# GOAL
Update the part that opens with the line containing "Task: the pointer indicates each instance of the brick chimney" and closes with the line containing "[[387, 272], [379, 278], [316, 304]]" by replacing "pointer" with "cursor", leaving everything else unchanged. Return only those lines.
**********
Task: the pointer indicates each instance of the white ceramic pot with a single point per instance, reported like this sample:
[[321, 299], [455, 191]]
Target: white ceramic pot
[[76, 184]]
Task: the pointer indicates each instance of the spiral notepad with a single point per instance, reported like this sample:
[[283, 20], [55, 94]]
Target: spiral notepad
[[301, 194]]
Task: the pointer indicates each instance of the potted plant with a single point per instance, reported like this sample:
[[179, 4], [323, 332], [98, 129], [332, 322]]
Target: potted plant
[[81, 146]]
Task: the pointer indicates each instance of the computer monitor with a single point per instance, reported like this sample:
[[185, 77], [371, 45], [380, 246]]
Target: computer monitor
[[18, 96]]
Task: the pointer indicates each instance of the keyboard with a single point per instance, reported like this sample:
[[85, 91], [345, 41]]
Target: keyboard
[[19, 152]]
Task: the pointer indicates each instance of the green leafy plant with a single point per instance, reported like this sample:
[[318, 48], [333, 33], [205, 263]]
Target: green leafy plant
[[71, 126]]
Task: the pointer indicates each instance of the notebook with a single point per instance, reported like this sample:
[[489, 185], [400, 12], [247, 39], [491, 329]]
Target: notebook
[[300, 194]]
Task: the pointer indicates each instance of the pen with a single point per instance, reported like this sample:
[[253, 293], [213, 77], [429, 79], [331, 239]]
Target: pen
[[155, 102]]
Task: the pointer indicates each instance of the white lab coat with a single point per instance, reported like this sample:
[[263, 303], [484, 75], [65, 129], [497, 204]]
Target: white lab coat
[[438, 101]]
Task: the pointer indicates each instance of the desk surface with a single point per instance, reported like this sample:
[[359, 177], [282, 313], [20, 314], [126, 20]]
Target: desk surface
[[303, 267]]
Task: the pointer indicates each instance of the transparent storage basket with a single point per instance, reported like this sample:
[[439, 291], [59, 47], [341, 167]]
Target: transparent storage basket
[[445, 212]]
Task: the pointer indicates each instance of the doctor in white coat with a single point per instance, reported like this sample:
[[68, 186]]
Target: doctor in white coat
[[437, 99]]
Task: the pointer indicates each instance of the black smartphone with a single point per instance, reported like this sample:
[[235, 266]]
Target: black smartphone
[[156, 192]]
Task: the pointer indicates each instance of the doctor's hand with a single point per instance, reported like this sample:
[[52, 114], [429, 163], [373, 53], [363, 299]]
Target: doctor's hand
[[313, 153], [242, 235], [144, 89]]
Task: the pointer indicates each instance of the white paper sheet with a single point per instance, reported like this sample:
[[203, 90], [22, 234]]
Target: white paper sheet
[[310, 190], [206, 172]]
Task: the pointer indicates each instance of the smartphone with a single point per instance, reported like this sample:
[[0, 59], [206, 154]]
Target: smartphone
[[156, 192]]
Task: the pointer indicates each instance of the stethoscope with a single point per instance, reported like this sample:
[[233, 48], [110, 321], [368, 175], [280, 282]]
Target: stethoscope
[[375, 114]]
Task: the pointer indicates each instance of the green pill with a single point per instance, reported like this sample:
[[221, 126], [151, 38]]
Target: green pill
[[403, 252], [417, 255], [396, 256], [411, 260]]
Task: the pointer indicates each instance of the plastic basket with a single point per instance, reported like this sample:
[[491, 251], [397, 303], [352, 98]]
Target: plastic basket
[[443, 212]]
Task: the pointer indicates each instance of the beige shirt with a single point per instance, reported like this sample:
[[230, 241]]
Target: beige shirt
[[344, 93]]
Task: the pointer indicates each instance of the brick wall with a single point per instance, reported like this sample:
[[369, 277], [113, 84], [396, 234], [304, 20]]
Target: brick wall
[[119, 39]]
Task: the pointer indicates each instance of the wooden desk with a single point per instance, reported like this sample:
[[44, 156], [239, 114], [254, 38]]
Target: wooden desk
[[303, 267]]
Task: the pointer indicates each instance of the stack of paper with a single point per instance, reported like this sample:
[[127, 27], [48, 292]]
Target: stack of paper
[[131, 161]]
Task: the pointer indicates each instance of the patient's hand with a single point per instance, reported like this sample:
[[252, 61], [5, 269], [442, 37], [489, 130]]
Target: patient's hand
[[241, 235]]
**********
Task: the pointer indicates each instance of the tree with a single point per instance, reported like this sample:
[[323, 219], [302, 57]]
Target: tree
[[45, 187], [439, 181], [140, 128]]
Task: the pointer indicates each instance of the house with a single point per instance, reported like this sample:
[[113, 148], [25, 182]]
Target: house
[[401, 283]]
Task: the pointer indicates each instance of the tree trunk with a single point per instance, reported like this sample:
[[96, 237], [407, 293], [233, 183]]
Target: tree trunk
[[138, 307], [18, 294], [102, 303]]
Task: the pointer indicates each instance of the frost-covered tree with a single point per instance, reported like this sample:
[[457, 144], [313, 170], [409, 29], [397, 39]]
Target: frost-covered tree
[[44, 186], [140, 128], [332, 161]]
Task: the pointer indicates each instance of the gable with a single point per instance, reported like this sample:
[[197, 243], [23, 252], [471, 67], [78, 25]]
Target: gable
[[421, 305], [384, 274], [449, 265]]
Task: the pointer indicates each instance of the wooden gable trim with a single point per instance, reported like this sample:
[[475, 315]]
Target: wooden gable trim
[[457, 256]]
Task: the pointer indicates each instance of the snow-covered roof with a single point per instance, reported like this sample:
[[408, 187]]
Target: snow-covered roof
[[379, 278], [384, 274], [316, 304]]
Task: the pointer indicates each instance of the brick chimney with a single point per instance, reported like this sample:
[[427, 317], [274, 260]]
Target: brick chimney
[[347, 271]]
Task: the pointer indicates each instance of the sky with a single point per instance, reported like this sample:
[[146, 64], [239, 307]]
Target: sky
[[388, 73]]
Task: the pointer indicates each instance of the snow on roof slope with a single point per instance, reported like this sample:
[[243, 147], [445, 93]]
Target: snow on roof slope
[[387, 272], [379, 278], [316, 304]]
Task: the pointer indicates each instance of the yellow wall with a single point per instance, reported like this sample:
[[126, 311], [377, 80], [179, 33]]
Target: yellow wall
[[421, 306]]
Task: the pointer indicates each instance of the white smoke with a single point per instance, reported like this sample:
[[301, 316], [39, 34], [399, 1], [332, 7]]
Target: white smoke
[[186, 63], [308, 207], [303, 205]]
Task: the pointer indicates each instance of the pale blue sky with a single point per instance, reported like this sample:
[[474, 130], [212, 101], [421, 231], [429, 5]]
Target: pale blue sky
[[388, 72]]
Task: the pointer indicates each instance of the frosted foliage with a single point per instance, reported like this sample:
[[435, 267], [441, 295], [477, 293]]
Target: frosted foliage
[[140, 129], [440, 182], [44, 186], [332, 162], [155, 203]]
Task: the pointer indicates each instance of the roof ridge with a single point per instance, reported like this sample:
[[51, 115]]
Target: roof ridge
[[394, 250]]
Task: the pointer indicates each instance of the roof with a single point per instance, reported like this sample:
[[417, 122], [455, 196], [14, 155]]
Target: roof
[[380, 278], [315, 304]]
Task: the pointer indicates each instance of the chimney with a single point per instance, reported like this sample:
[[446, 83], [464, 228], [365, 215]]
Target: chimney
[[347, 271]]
**********
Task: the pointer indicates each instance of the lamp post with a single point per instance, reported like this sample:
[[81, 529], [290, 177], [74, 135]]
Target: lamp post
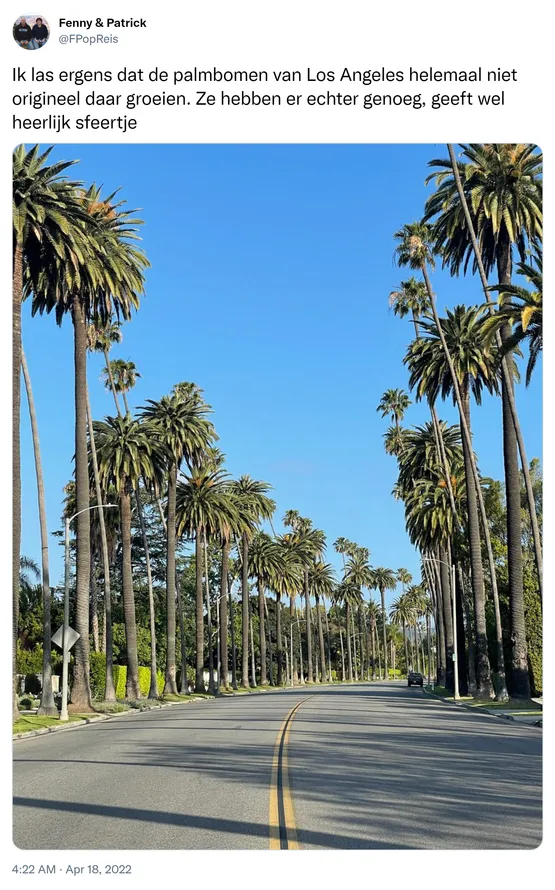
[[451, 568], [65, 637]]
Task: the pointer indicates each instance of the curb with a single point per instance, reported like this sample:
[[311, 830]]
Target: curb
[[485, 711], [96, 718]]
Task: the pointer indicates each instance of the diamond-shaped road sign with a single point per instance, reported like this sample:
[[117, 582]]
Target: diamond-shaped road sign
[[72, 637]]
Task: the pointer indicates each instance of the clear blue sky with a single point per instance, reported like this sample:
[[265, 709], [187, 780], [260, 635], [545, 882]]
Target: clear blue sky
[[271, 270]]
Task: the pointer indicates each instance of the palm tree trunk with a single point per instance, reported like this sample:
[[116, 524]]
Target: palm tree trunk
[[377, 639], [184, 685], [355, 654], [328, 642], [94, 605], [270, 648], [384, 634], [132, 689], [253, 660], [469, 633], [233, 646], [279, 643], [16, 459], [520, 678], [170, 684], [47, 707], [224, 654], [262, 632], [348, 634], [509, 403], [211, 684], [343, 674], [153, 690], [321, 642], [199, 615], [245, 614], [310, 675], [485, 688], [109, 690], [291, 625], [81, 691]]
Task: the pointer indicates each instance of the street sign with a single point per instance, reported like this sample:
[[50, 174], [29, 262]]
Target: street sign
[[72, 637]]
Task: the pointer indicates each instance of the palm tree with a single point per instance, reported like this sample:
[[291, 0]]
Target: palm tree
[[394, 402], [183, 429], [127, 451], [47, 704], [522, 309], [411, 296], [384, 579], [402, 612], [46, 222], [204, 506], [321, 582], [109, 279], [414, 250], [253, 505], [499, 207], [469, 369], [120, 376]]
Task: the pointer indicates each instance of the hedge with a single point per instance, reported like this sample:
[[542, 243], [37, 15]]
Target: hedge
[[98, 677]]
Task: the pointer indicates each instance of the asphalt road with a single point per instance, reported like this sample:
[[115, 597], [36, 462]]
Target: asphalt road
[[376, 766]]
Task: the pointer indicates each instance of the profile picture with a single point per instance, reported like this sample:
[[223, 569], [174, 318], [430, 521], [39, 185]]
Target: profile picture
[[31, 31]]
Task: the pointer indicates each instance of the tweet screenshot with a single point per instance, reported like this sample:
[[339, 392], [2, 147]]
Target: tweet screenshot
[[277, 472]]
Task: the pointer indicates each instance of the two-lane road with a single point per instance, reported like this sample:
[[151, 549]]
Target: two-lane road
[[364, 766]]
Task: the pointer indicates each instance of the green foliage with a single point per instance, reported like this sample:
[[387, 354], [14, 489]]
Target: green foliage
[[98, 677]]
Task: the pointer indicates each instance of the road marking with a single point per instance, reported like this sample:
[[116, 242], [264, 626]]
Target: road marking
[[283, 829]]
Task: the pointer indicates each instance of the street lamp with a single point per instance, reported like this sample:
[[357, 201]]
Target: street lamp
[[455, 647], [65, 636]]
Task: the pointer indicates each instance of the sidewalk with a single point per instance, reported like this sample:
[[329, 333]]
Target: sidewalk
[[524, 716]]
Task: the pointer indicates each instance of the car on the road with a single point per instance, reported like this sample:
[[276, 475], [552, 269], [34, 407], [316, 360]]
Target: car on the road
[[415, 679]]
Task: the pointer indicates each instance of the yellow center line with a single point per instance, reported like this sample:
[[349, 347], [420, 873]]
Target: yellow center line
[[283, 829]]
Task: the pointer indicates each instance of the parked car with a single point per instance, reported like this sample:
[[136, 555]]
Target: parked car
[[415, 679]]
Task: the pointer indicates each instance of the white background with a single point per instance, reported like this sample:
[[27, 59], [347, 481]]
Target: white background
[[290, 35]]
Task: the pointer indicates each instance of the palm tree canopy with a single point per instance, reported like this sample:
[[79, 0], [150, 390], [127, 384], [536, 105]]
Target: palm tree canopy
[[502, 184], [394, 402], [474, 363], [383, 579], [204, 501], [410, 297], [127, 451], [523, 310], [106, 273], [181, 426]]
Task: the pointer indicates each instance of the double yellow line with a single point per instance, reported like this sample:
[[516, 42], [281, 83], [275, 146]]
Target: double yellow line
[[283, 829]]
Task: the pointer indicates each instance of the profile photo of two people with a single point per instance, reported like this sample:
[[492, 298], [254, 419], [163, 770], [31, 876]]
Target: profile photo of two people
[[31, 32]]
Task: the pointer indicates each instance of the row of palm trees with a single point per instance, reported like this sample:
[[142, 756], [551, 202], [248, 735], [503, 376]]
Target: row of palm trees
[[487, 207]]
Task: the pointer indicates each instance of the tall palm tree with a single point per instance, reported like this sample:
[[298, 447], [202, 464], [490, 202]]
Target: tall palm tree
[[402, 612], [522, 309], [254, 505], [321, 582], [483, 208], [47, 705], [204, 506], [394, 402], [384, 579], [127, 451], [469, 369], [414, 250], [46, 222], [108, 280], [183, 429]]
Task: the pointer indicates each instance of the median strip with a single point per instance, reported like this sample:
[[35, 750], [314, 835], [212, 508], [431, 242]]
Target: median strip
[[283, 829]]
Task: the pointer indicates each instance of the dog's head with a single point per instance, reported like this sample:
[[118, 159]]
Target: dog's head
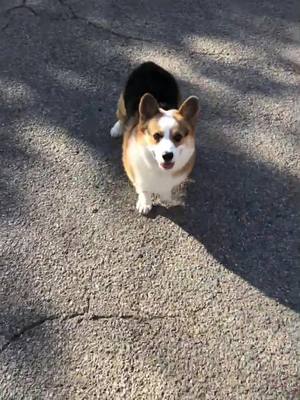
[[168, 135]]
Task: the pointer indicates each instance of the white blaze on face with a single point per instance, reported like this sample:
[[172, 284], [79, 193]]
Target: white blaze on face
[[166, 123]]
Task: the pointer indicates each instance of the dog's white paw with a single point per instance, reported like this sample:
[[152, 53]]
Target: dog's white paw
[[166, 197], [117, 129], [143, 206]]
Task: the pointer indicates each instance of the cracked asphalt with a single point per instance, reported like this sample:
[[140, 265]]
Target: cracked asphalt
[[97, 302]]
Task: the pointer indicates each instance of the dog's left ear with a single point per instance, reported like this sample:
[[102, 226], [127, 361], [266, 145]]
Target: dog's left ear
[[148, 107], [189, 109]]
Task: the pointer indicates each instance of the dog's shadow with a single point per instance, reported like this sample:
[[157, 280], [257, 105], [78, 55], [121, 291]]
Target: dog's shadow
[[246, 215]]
**********
# FULL SOLUTION
Task: the cursor indicates each instance of the brick chimney with a single point per instance, reported like this sample:
[[427, 317], [274, 260]]
Target: brick chimney
[[347, 271]]
Task: the cursor indicates each instance of the sky with a single point per instance, reported like this sample:
[[146, 64], [239, 307]]
Target: sky
[[388, 73]]
Task: the cursor indicates each instance of the snow on roof slope with a single point per instance, reported like this sample:
[[243, 147], [445, 93]]
Target: snow on roof slope
[[387, 272], [379, 278], [316, 304]]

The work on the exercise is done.